_Directions:_
Can you edit the entries below so that each "polygon" becomes "outline", leaving everything else unchanged?

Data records
+ + + + + + +
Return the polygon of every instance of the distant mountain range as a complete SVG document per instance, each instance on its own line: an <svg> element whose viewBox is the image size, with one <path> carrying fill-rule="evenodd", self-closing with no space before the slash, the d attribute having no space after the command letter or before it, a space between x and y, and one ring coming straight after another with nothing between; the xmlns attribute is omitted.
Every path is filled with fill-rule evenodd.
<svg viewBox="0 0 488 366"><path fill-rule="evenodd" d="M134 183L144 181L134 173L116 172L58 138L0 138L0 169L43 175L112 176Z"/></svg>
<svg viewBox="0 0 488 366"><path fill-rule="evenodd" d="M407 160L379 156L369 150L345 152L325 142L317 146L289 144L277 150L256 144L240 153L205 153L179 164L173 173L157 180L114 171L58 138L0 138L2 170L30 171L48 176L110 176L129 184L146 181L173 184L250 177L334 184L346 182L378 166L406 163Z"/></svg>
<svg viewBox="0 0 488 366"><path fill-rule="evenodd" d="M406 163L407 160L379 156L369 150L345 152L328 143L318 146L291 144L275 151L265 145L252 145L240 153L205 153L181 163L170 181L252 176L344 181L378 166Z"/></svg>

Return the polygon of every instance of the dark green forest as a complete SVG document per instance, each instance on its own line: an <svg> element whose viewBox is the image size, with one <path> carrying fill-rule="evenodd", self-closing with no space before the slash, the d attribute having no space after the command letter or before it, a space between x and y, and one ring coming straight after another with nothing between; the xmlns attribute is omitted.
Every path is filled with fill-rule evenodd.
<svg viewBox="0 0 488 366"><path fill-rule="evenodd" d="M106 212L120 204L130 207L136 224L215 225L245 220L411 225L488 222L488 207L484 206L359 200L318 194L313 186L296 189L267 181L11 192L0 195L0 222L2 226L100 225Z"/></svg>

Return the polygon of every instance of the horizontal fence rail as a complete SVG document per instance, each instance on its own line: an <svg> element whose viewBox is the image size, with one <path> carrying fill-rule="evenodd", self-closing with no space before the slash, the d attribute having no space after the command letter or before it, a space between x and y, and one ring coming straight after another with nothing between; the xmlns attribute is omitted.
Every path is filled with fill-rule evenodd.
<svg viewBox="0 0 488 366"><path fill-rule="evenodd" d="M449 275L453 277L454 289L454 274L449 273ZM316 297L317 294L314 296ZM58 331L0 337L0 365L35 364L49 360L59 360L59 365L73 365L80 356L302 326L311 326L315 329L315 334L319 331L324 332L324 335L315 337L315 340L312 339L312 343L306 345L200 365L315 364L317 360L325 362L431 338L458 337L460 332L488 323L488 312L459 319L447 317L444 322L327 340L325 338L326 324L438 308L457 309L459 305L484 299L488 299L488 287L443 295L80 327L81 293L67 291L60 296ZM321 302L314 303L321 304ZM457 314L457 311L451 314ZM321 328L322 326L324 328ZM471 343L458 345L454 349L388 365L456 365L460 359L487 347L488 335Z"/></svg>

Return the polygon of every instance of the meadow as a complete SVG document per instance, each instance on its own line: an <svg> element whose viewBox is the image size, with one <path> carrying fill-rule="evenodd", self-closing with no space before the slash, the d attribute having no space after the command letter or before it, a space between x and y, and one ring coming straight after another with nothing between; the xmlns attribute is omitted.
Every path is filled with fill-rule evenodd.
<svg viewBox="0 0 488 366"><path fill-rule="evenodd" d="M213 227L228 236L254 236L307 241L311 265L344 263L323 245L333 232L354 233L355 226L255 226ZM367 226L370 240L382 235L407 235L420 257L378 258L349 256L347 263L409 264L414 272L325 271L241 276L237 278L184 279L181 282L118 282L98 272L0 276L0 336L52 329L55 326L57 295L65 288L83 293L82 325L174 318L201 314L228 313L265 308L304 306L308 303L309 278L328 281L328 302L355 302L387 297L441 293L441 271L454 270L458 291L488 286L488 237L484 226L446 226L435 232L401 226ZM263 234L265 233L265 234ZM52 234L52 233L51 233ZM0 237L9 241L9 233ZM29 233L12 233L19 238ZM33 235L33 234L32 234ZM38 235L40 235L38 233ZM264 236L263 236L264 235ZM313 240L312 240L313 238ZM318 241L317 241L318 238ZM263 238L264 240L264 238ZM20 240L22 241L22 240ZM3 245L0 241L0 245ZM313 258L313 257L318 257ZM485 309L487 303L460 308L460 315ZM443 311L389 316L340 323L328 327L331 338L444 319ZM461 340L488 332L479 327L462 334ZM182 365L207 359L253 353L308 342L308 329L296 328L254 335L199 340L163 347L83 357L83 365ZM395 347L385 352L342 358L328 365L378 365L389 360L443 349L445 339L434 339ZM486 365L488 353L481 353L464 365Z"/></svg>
+ + + + + + +
_Solution to this problem:_
Return the outline of every instance of the distant mountain range as a complete SVG document per instance, each instance on its own line: an <svg> element whose viewBox is the image size, with one <path> carrying fill-rule="evenodd", self-closing with no space before the slash, the d attribute having no space after the command letter or before it, a space between x and y, and one ring coming straight after another with nothing between; the xmlns attribute is omitted.
Every path is filled with fill-rule evenodd.
<svg viewBox="0 0 488 366"><path fill-rule="evenodd" d="M134 183L144 181L134 173L116 172L58 138L0 138L0 169L43 175L112 176Z"/></svg>
<svg viewBox="0 0 488 366"><path fill-rule="evenodd" d="M407 160L379 156L369 150L345 152L325 142L317 146L289 144L277 150L256 144L240 153L205 153L179 164L173 173L157 180L114 171L58 138L0 138L2 170L30 171L48 176L110 176L129 184L146 181L173 184L250 177L334 184L346 182L378 166L406 163Z"/></svg>
<svg viewBox="0 0 488 366"><path fill-rule="evenodd" d="M406 163L407 160L379 156L369 150L345 152L328 143L318 146L291 144L275 151L265 145L252 145L240 153L205 153L181 163L170 181L252 176L344 181L378 166Z"/></svg>

Return the outline of every instance of the dark green forest as a complete SVG document per instance, each instance on its own line: an <svg> element whose viewBox is the image size, with one <path> carrying fill-rule="evenodd", self-closing with no space before the slash, the d attribute having no space after the command letter or before it, a space between x and y, and one ring coming straight after another with nothing between; the xmlns attribute is omitted.
Every path is filled with fill-rule evenodd.
<svg viewBox="0 0 488 366"><path fill-rule="evenodd" d="M106 212L120 204L130 207L136 224L215 225L245 220L411 225L488 222L488 207L484 206L359 200L318 194L313 186L296 189L267 181L11 192L0 195L0 222L2 226L100 225Z"/></svg>

Return the outline of every instance of the horizontal fence rail as a complete SVG document per instance, each instance on its own line: an <svg> element whose viewBox is the image size, with one <path> carrying fill-rule="evenodd", self-closing with no space before the slash, the d attribute having no space after the command letter or before it, a space between x and y, and one ring coming straight after another with nothing between; the xmlns attribute is omitted.
Every path is filled with fill-rule evenodd.
<svg viewBox="0 0 488 366"><path fill-rule="evenodd" d="M449 275L453 277L454 289L454 274L449 273ZM316 297L317 294L314 296ZM58 331L0 337L0 365L35 364L49 360L59 360L59 365L73 365L80 356L302 326L311 326L315 329L315 334L319 331L324 332L324 335L315 337L315 340L312 339L312 343L306 345L200 365L315 364L317 360L325 362L431 338L458 337L460 332L488 323L488 312L459 319L447 317L444 322L327 340L325 338L326 324L438 308L457 309L459 305L484 299L488 299L488 287L443 295L80 327L81 293L67 291L60 296ZM321 302L314 303L321 304ZM457 314L457 311L451 314ZM321 328L322 326L324 328ZM471 343L458 345L454 349L388 365L456 365L460 359L487 347L488 335Z"/></svg>

Return the outline of every instance of the meadow as a complete SVG document per instance, each instance on its own line: an <svg> element whose viewBox is the image size, with one <path> carrying fill-rule="evenodd", self-closing with no space before the slash, the d attribute having no space after the command letter or before it, a space between x and y, and one ring coming straight after another with nothing between; the xmlns attribute is omitted.
Every path is filled with fill-rule evenodd.
<svg viewBox="0 0 488 366"><path fill-rule="evenodd" d="M213 227L228 236L254 236L307 241L311 265L344 263L323 245L333 232L354 233L355 226L255 226ZM367 226L370 240L382 235L407 235L420 257L378 258L349 256L347 263L409 264L414 272L325 271L241 276L237 278L184 279L181 282L118 282L98 272L0 276L0 336L52 329L55 326L57 295L65 288L83 293L82 325L174 318L201 314L228 313L265 308L304 306L308 303L309 278L328 281L328 302L355 302L387 297L441 293L441 271L454 270L458 291L488 286L488 237L484 226L446 226L435 232L401 226ZM263 234L265 233L265 234ZM52 234L52 233L51 233ZM0 237L9 241L9 233ZM29 233L12 233L19 238ZM33 235L33 234L32 234ZM38 235L40 235L38 233ZM264 236L263 236L264 235ZM313 240L312 240L313 238ZM318 241L317 241L318 238ZM263 238L264 240L264 238ZM20 240L22 241L22 240ZM3 245L0 241L0 245ZM313 258L313 257L318 257ZM485 309L487 303L460 308L460 315ZM443 311L389 316L340 323L328 327L331 338L444 319ZM461 340L488 332L479 327L462 334ZM182 365L207 359L253 353L308 342L308 329L296 328L254 335L199 340L163 347L83 357L83 365ZM395 347L385 352L342 358L328 365L378 365L389 360L443 349L445 339L434 339ZM486 365L488 353L481 353L464 365Z"/></svg>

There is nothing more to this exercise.